Records of labeled points:
* start *
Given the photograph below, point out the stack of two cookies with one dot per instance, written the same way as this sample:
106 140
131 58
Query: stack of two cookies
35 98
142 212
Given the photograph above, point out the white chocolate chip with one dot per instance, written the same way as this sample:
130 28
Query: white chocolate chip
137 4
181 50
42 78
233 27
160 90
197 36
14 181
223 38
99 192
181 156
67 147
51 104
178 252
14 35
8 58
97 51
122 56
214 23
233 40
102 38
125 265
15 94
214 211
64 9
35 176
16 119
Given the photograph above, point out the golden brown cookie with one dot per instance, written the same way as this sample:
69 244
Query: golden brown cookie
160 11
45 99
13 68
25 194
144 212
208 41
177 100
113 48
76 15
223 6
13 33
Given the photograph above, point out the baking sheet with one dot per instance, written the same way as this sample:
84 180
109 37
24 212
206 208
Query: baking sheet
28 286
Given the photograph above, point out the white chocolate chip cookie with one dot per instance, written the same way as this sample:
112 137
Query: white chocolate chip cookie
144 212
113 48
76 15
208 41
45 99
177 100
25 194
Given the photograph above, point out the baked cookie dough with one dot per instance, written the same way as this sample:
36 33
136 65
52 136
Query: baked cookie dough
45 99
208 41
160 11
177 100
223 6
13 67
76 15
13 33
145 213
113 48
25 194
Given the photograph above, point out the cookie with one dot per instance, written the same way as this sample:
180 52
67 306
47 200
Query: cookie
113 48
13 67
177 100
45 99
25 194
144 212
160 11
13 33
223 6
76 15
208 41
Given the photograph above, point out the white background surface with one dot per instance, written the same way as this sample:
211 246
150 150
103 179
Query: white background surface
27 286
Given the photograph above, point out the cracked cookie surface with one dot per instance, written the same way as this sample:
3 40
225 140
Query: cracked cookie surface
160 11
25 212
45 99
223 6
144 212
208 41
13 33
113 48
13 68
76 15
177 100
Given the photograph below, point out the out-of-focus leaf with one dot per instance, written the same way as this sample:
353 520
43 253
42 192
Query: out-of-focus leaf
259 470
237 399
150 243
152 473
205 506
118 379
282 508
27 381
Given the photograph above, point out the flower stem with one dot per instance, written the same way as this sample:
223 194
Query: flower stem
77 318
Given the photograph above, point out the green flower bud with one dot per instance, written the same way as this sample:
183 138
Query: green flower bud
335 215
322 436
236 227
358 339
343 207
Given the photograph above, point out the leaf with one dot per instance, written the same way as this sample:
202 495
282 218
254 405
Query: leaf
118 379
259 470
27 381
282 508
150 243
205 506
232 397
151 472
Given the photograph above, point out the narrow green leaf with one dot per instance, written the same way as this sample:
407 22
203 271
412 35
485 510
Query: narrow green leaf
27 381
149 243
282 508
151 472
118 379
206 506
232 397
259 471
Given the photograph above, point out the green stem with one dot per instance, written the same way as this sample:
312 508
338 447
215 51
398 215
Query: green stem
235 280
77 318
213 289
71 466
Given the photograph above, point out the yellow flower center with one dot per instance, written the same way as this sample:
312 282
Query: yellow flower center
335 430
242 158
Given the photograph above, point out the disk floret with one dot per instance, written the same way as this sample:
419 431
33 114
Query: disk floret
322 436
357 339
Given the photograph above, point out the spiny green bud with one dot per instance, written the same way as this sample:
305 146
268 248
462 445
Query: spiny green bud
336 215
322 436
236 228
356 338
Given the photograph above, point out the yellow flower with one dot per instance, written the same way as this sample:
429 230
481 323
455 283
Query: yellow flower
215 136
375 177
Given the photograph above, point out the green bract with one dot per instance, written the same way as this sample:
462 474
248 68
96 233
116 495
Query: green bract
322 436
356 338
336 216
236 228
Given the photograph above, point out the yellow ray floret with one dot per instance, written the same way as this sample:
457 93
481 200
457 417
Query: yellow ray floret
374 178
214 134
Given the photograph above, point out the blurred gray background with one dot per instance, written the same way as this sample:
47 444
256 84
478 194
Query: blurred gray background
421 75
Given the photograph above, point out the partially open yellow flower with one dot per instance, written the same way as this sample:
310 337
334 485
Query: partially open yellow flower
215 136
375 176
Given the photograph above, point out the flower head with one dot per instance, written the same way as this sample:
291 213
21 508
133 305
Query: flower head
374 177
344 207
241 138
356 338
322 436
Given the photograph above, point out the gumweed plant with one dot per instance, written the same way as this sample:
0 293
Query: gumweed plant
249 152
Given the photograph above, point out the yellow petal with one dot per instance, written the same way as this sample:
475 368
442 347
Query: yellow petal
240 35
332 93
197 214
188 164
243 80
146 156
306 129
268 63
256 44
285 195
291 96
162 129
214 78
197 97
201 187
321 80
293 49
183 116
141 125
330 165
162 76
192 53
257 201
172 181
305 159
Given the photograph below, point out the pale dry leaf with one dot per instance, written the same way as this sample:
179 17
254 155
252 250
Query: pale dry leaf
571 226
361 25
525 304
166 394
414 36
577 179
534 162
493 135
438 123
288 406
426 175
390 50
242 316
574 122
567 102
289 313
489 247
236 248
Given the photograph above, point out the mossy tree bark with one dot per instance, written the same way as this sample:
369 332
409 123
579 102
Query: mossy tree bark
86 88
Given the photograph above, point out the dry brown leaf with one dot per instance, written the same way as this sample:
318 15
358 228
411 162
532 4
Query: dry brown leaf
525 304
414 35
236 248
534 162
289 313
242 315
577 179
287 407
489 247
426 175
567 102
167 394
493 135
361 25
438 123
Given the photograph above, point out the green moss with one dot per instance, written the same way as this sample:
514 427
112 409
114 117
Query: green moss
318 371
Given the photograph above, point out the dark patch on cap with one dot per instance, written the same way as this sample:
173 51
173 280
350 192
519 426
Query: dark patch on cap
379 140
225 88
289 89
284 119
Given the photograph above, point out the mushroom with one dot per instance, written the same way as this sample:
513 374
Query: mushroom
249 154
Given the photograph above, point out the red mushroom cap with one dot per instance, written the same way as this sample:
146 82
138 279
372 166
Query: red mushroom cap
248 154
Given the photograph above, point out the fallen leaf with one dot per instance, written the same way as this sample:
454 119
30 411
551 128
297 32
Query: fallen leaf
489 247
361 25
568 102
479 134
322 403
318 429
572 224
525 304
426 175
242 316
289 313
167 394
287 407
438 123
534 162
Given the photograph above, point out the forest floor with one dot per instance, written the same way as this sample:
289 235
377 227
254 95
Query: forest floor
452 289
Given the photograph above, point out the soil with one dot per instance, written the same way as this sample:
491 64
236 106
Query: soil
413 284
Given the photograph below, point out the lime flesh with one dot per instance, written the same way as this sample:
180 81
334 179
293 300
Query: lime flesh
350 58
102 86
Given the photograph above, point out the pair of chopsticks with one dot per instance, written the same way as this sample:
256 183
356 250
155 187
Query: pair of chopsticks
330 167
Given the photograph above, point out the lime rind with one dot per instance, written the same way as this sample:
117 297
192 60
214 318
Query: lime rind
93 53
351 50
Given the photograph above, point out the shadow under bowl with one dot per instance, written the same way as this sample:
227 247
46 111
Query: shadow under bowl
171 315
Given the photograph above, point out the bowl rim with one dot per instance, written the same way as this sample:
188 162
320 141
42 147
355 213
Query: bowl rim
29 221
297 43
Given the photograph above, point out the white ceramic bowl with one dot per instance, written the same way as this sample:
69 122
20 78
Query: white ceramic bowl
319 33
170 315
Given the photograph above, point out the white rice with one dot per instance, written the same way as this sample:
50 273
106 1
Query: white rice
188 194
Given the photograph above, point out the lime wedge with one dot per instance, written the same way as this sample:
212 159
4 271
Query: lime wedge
* end *
**Task:**
Return the line that contains "Given the photograph above, point out the bowl" and all lines after it, verbatim, and nothing else.

**Exercise result:**
Given the photograph above, point out the bowl rim with one dot per instance, written the same way as this sample:
188 162
320 141
42 147
355 213
Query: bowl rim
29 221
297 43
Given the photograph above, point out the white ceramic bowl with one dot per instance, written the same way as this sample:
69 122
20 78
Query: white ceramic bowl
319 33
170 315
Given the photograph above, point out the white rice with one dot per instance, written the same way as this sample:
50 273
106 1
Query: white rice
188 194
Given the photograph above, point out the lime wedge with one dot per instance, written the same way as this sample:
212 159
4 271
Query: lime wedge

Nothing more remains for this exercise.